**Required task:** Rewrite the records below, starting at the line containing "of the colorful" and ending at the last line of the records, with "wooden tray" replaced by "wooden board" and all else unchanged.

++++

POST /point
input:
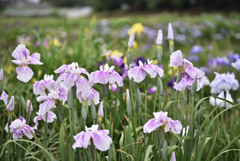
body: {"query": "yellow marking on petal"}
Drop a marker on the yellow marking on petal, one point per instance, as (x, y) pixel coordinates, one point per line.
(135, 45)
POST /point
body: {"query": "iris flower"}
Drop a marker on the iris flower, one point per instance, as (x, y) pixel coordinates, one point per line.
(19, 127)
(161, 120)
(138, 73)
(100, 138)
(23, 59)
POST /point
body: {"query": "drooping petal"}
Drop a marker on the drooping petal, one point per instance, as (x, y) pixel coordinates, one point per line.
(4, 97)
(10, 106)
(176, 59)
(176, 126)
(25, 73)
(138, 74)
(152, 125)
(35, 57)
(101, 141)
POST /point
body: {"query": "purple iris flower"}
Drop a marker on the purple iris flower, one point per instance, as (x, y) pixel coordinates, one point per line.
(44, 86)
(193, 58)
(10, 106)
(23, 59)
(188, 72)
(107, 75)
(223, 61)
(233, 57)
(69, 74)
(212, 63)
(1, 75)
(42, 114)
(100, 138)
(19, 127)
(224, 82)
(139, 73)
(196, 50)
(29, 106)
(113, 87)
(100, 110)
(170, 83)
(215, 101)
(236, 64)
(59, 93)
(4, 97)
(152, 90)
(161, 120)
(205, 70)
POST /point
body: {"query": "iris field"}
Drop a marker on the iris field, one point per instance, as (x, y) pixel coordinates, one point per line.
(139, 87)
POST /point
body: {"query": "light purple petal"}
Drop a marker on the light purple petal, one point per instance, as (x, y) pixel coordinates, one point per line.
(152, 125)
(176, 59)
(10, 106)
(24, 73)
(101, 141)
(138, 74)
(4, 97)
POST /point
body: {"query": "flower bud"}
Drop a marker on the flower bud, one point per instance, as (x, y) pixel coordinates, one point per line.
(131, 40)
(1, 75)
(159, 38)
(10, 106)
(100, 110)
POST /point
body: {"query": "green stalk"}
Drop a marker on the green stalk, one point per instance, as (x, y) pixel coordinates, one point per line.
(20, 93)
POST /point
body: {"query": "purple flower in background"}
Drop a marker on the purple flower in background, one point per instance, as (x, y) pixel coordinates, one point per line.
(29, 106)
(131, 40)
(139, 73)
(170, 32)
(10, 106)
(224, 82)
(42, 114)
(100, 138)
(107, 75)
(236, 64)
(152, 90)
(193, 58)
(223, 61)
(233, 57)
(188, 72)
(69, 74)
(19, 127)
(161, 120)
(4, 97)
(113, 87)
(159, 38)
(205, 70)
(215, 101)
(59, 93)
(196, 50)
(170, 83)
(43, 87)
(1, 75)
(212, 63)
(100, 110)
(23, 59)
(173, 157)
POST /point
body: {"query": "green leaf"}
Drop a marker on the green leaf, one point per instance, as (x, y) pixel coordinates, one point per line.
(149, 149)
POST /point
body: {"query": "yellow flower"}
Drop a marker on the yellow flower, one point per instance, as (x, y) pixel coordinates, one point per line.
(137, 28)
(116, 53)
(135, 45)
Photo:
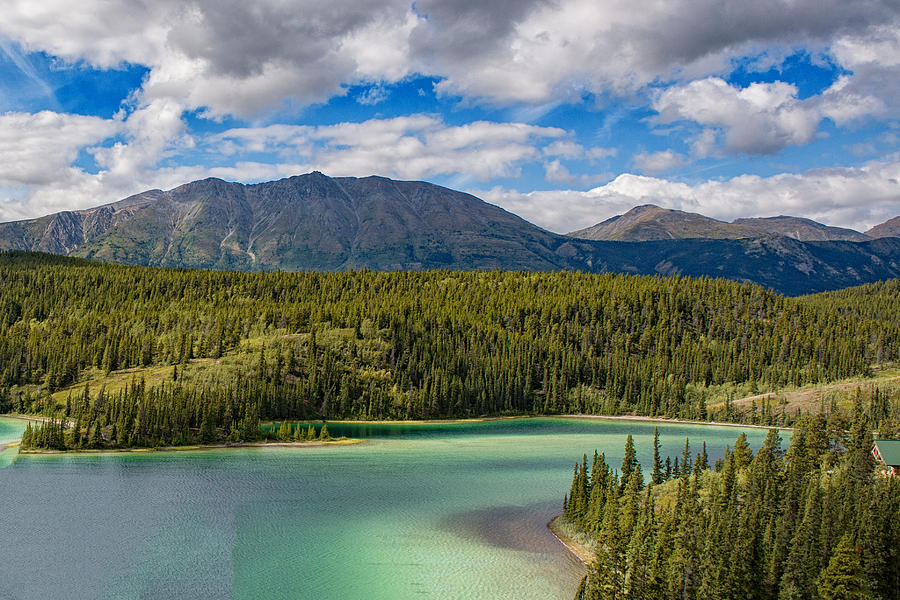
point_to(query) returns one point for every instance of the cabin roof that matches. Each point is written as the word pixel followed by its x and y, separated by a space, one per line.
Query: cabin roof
pixel 890 451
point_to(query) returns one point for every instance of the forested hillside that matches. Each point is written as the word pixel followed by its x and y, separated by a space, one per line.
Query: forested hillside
pixel 155 356
pixel 815 522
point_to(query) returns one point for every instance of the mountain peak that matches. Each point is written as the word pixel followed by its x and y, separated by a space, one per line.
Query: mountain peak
pixel 651 222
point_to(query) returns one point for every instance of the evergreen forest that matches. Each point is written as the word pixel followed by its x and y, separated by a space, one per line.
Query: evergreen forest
pixel 814 522
pixel 121 356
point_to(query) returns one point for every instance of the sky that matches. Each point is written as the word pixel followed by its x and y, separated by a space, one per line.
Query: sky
pixel 565 112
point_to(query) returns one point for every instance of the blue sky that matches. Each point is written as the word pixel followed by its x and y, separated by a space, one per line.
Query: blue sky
pixel 564 112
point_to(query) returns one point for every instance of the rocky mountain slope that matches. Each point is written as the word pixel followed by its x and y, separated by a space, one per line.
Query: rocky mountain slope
pixel 890 228
pixel 650 222
pixel 321 223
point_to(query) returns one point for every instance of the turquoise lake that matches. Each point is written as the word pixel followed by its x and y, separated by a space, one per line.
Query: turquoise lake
pixel 415 511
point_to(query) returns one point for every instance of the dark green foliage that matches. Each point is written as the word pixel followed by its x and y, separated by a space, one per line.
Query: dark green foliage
pixel 843 579
pixel 417 345
pixel 805 524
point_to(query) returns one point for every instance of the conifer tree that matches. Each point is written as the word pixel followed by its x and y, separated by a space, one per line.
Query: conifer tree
pixel 842 579
pixel 657 475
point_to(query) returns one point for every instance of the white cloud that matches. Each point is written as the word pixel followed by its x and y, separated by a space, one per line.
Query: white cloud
pixel 845 197
pixel 762 118
pixel 246 59
pixel 659 162
pixel 411 147
pixel 556 172
pixel 39 148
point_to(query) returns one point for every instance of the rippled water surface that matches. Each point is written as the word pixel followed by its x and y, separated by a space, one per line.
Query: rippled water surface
pixel 416 511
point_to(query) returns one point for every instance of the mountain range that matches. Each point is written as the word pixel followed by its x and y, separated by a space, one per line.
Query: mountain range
pixel 650 222
pixel 316 222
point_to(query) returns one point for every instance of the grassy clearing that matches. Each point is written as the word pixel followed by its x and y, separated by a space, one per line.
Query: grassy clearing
pixel 812 399
pixel 582 545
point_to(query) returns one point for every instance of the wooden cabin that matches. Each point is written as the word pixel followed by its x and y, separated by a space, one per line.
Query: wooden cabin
pixel 887 456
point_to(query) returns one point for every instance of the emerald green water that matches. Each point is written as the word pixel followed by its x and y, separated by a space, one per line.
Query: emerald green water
pixel 447 511
pixel 10 431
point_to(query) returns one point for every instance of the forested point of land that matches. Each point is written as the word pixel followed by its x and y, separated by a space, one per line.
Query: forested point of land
pixel 135 356
pixel 817 522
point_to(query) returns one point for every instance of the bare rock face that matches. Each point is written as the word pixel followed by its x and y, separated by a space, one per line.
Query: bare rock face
pixel 322 223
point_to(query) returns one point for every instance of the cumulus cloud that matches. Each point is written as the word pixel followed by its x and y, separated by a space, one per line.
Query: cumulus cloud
pixel 762 118
pixel 411 147
pixel 857 198
pixel 36 149
pixel 37 176
pixel 232 57
pixel 659 162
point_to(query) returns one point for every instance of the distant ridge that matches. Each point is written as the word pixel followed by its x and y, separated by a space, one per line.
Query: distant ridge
pixel 650 222
pixel 316 222
pixel 805 230
pixel 890 228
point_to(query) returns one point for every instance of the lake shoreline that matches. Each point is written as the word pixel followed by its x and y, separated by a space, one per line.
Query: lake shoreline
pixel 557 527
pixel 195 447
pixel 643 419
pixel 351 441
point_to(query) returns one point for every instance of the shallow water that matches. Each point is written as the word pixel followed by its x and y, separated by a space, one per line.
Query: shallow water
pixel 440 511
pixel 10 431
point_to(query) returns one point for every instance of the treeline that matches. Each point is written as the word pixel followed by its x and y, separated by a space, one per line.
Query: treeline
pixel 814 522
pixel 417 345
pixel 168 415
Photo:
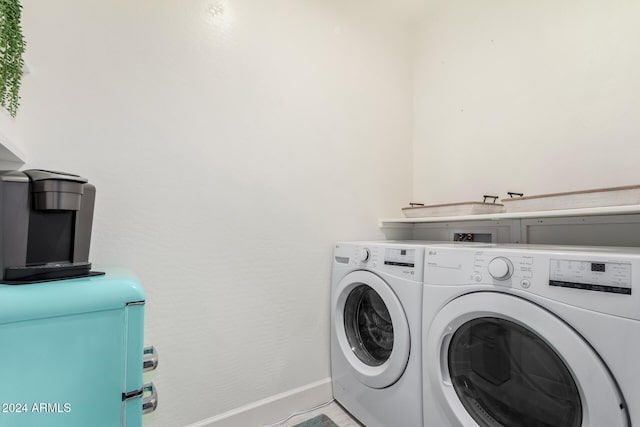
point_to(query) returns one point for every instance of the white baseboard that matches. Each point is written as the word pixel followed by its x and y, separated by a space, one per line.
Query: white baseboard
pixel 274 408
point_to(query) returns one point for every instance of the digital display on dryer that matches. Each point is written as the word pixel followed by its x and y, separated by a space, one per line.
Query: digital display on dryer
pixel 400 257
pixel 610 277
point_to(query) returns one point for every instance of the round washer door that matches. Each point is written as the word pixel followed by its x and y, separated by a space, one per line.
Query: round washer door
pixel 495 359
pixel 371 328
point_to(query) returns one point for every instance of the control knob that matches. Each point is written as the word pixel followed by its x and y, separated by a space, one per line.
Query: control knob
pixel 363 255
pixel 500 268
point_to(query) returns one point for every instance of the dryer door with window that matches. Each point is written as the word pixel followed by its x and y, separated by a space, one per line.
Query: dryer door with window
pixel 371 328
pixel 495 359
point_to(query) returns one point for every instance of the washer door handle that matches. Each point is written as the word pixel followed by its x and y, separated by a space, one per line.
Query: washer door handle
pixel 444 365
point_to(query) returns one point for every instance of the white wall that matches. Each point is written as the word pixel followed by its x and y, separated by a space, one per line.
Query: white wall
pixel 535 97
pixel 231 143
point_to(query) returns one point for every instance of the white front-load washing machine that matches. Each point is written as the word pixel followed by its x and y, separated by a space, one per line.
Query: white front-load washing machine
pixel 517 335
pixel 376 311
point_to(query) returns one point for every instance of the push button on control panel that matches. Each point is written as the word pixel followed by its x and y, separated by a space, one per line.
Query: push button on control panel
pixel 500 268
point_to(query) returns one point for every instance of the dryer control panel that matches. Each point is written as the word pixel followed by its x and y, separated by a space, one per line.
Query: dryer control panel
pixel 397 259
pixel 599 276
pixel 594 278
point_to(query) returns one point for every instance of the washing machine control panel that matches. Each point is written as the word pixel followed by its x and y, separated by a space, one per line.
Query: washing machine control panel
pixel 613 277
pixel 502 270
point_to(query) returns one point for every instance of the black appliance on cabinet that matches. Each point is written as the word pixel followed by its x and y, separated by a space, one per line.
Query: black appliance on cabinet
pixel 45 225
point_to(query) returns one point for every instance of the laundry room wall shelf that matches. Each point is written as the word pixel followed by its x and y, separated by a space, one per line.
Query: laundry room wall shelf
pixel 11 157
pixel 610 226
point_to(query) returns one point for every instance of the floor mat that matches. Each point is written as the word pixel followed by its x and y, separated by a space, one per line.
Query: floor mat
pixel 318 421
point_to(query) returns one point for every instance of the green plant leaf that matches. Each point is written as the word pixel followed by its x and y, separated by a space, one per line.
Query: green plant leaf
pixel 12 46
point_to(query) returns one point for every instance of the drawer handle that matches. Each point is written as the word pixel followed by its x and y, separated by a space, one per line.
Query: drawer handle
pixel 150 402
pixel 150 359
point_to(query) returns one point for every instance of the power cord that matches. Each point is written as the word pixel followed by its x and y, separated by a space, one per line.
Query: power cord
pixel 295 414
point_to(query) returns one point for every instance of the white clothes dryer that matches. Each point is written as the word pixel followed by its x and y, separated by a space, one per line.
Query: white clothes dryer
pixel 376 310
pixel 523 336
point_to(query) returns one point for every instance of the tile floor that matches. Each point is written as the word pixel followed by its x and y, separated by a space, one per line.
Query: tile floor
pixel 332 410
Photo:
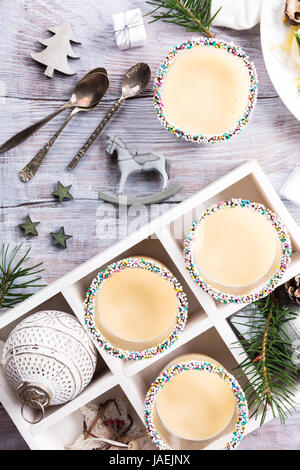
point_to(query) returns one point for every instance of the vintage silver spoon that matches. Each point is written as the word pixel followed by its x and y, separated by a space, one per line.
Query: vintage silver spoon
pixel 77 99
pixel 96 85
pixel 134 82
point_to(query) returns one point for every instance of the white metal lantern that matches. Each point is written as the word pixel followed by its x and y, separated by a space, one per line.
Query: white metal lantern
pixel 48 360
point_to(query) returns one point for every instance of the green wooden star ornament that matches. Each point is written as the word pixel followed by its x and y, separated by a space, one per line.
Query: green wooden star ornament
pixel 60 238
pixel 62 192
pixel 29 227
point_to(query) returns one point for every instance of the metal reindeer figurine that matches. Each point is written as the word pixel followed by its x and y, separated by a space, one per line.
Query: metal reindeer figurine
pixel 129 163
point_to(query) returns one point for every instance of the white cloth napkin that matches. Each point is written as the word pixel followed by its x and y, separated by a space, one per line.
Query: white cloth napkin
pixel 237 14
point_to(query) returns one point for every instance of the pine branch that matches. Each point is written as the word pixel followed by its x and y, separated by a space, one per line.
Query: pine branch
pixel 194 15
pixel 269 368
pixel 15 279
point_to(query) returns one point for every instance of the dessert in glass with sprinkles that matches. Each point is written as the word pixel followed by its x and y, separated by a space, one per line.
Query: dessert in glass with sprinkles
pixel 237 251
pixel 195 404
pixel 135 308
pixel 205 90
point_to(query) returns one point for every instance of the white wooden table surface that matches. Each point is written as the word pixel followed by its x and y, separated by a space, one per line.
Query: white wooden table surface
pixel 272 137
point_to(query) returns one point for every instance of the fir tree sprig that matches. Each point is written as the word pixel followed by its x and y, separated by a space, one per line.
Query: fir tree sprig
pixel 269 367
pixel 15 279
pixel 194 15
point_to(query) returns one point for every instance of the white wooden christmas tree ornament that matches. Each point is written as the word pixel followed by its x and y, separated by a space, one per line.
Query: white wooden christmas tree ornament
pixel 58 49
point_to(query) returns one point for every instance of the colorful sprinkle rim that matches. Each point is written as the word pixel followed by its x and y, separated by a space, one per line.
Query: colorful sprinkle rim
pixel 129 263
pixel 268 287
pixel 159 82
pixel 167 374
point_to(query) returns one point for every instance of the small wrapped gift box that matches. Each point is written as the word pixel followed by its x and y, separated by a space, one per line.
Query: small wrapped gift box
pixel 129 29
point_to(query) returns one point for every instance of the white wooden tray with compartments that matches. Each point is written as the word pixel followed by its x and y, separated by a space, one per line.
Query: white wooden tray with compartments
pixel 207 331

++++

**Answer below:**
point_to(query) returns one point for every instance of the colorful sprinkle rim that matches. Each point is written as the word pixel followed by its x and y, separated by a space, one per line.
Query: colorful sprinkle rim
pixel 129 263
pixel 268 287
pixel 159 82
pixel 167 374
point_to(query) returns one point for every instance of the small wrapped gift box that matches. Each point is written as the word pixel followed by its x and y, separated by a space, one per line.
Query: small wrapped gift box
pixel 129 29
point_to(query) returns one point for every instance of the white wooden board with compartments that matches. Each point is written as the word pixel followed by its x and y, separated by a space, one per line.
Query: white wooden board with compartments
pixel 207 331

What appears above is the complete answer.